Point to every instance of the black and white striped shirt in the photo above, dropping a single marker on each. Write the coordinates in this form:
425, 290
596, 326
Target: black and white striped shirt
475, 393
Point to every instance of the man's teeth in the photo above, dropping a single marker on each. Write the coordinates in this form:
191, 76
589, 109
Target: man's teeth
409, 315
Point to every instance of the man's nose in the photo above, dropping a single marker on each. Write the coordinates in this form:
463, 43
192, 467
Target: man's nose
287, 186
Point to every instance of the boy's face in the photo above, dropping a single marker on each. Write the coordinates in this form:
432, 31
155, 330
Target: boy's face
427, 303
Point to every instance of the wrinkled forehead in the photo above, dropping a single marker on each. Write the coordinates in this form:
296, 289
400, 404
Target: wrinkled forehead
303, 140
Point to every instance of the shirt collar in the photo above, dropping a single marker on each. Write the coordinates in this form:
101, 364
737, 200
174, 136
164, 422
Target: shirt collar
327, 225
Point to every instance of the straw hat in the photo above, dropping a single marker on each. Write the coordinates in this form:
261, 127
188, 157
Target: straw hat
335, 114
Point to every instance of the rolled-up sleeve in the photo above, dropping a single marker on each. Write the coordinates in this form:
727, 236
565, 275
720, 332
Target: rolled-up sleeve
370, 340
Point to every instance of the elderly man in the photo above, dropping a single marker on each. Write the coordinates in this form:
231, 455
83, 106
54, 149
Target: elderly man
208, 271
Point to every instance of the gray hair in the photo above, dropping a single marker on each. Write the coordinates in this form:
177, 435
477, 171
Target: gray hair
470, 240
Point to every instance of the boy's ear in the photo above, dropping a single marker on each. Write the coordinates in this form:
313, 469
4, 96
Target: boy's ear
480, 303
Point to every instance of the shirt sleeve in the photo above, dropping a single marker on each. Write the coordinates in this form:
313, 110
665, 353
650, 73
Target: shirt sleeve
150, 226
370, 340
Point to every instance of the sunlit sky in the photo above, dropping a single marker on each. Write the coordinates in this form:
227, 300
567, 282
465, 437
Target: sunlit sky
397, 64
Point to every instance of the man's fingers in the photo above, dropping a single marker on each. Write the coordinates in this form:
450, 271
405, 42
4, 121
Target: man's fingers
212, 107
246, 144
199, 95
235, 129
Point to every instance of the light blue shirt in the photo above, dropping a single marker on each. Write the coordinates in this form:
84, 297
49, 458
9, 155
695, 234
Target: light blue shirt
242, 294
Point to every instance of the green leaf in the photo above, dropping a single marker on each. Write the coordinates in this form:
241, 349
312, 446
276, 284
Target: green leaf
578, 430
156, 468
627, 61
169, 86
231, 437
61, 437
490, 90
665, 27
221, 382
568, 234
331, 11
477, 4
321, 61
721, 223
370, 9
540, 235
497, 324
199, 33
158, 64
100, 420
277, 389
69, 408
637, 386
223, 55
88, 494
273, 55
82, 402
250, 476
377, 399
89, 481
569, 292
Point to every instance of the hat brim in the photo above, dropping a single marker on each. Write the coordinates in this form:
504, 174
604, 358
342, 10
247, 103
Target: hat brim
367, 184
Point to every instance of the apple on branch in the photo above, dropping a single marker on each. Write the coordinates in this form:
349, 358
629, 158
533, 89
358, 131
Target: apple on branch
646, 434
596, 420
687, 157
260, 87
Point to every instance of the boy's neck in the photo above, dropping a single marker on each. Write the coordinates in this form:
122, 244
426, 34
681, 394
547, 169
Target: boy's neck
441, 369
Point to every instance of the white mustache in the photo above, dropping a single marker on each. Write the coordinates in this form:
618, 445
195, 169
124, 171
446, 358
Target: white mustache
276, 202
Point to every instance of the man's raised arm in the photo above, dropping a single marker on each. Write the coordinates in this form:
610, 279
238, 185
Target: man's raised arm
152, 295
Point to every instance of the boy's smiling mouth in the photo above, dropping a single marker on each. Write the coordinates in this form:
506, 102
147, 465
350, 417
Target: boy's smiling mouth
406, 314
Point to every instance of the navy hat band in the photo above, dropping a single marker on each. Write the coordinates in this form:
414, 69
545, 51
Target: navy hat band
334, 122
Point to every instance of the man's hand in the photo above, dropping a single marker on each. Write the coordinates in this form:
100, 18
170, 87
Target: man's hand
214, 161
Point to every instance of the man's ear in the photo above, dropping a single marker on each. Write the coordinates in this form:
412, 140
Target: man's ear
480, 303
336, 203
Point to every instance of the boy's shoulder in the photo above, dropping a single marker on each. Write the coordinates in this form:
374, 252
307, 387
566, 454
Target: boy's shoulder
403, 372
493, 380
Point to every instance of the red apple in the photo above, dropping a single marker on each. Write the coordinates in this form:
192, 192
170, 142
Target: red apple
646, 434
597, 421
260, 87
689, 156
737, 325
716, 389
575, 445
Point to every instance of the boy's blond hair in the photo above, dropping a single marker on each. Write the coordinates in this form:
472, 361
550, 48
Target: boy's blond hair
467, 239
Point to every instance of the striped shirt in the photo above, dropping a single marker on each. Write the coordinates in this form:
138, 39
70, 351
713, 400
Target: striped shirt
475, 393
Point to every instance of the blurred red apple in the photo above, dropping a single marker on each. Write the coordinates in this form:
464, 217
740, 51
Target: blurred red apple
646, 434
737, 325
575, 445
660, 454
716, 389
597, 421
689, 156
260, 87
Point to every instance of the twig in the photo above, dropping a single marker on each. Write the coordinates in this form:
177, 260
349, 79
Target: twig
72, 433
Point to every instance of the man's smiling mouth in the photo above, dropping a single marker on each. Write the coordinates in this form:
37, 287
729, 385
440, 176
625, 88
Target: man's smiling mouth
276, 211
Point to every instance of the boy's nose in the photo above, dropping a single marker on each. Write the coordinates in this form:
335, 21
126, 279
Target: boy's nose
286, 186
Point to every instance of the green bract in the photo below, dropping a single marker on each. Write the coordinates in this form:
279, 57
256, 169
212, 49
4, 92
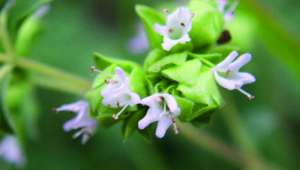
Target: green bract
137, 84
188, 77
207, 25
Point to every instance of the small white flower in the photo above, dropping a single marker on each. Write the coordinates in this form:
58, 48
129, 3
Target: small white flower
139, 43
228, 76
10, 151
163, 109
177, 27
82, 120
117, 93
228, 13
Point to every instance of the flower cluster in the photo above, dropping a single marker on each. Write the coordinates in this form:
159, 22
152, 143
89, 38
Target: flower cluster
178, 81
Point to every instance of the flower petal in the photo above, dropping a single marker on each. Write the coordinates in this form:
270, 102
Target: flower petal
227, 61
240, 62
162, 126
171, 103
162, 30
151, 116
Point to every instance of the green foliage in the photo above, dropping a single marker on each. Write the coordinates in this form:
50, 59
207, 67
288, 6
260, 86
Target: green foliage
207, 23
19, 105
137, 84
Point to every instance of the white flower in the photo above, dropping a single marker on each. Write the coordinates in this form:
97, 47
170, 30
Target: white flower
117, 93
228, 13
177, 27
81, 121
139, 43
163, 109
10, 151
228, 76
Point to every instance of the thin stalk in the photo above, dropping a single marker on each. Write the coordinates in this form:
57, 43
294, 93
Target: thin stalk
5, 70
4, 38
50, 77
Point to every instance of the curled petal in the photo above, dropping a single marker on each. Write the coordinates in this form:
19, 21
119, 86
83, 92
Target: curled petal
228, 60
162, 126
240, 62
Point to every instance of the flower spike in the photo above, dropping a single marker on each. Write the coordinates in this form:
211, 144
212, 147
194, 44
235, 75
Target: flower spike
82, 121
228, 76
228, 13
163, 109
177, 27
117, 93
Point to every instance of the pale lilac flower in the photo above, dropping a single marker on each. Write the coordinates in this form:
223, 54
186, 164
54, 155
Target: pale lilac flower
82, 122
162, 109
139, 43
228, 13
117, 93
228, 76
176, 30
10, 151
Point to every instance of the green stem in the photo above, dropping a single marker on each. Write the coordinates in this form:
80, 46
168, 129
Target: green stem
4, 38
5, 70
50, 77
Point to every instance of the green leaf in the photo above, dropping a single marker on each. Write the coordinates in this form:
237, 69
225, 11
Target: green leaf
150, 17
19, 105
130, 124
186, 73
173, 59
21, 10
207, 23
153, 57
28, 31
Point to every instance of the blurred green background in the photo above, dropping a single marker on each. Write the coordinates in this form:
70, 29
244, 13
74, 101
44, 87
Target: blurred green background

→ **Exercise requirements**
Where in the records above does the word "background" appear? Copy each line that holds it.

→ **Task answer**
Point to every instance of the blurred green background in the photo above, dropping a single marker on each. Write the coordinates in this form:
Target: blurred green background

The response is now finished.